--- START Data supplied ---
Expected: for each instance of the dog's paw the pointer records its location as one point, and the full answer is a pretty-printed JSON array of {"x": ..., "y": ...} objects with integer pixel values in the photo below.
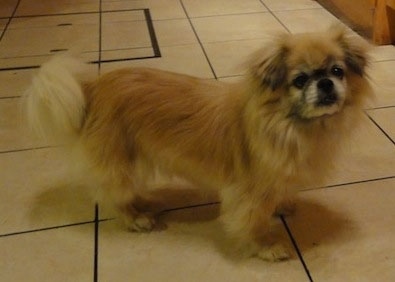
[
  {"x": 140, "y": 223},
  {"x": 276, "y": 252}
]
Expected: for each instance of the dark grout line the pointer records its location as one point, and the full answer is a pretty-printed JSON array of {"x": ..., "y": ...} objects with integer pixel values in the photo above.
[
  {"x": 96, "y": 245},
  {"x": 295, "y": 245},
  {"x": 198, "y": 39},
  {"x": 19, "y": 68},
  {"x": 9, "y": 20},
  {"x": 379, "y": 127},
  {"x": 348, "y": 183},
  {"x": 77, "y": 13},
  {"x": 380, "y": 108},
  {"x": 190, "y": 207},
  {"x": 151, "y": 31}
]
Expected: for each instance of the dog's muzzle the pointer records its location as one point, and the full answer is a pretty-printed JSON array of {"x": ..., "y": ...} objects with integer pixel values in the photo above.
[{"x": 326, "y": 92}]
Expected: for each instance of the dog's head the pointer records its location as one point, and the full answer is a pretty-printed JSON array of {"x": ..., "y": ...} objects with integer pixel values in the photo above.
[{"x": 313, "y": 74}]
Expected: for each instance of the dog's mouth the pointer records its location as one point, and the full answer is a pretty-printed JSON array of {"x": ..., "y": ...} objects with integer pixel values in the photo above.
[{"x": 319, "y": 111}]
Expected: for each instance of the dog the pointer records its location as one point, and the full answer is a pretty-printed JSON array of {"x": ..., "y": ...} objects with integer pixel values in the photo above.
[{"x": 255, "y": 141}]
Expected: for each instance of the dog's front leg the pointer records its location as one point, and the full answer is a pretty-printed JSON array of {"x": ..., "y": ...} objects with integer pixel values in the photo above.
[{"x": 248, "y": 220}]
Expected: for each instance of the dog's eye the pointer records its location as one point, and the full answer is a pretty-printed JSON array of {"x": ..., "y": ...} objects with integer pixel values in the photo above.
--- END Data supplied ---
▶ _What to work on_: Copy every one of the records above word for word, leaving out the picture.

▶ _Task answer_:
Expected: for each instance of the dog's paw the pointer records its location as one point, and the full answer is a pretty-printed JSON array of {"x": ..., "y": ...} objects with integer pixel values in the photo below.
[
  {"x": 140, "y": 223},
  {"x": 276, "y": 252}
]
Expected: for each instance of the dark grout line the pointer records its location as one point, and the full answer is a pretty-printed JSON array of {"x": ..., "y": ...} objects with integer pixel values in the photo above.
[
  {"x": 96, "y": 245},
  {"x": 295, "y": 245},
  {"x": 198, "y": 39},
  {"x": 19, "y": 68},
  {"x": 9, "y": 20},
  {"x": 379, "y": 127},
  {"x": 348, "y": 183},
  {"x": 77, "y": 13},
  {"x": 380, "y": 108},
  {"x": 190, "y": 207},
  {"x": 151, "y": 31}
]
Expected: for each instance of the dog's muzzle the pointer records its location as one point, and the full answer is a pretty-printed JSON array of {"x": ..., "y": ...} objects with integer pixel values in the photo above.
[{"x": 326, "y": 92}]
Expected: for each instance of the dog's head the pointer records its location as one point, and the full answer is a pretty-printed JSON array of {"x": ..., "y": ...} objects with integer pixel values in the photo above.
[{"x": 313, "y": 74}]
Expected: for each instance of the dog's mouth the pointer records its location as one point, and the full answer is a pretty-printed JSON array of {"x": ..., "y": ...} objects with integer pixel values in the photo above.
[{"x": 319, "y": 111}]
Expected: for each instance of the dog the pointer records its location as one point, and the full answer is a pretty-printed JSON array of {"x": ..., "y": ...} objects with integer pixel values in the photo above.
[{"x": 255, "y": 141}]
Expected: for each instance of the dog's front leg the pointer records its location as one point, and the full answer is a pretty-printed JSON array of {"x": ..., "y": ...} objects with integer pixel values in the photo above.
[{"x": 248, "y": 220}]
Expected: for each instance of the dog's eye the pointer records its location as one point, and the full answer is a pretty-printed JSON array of {"x": ..., "y": ...} objects with integer pixel values in the photo above.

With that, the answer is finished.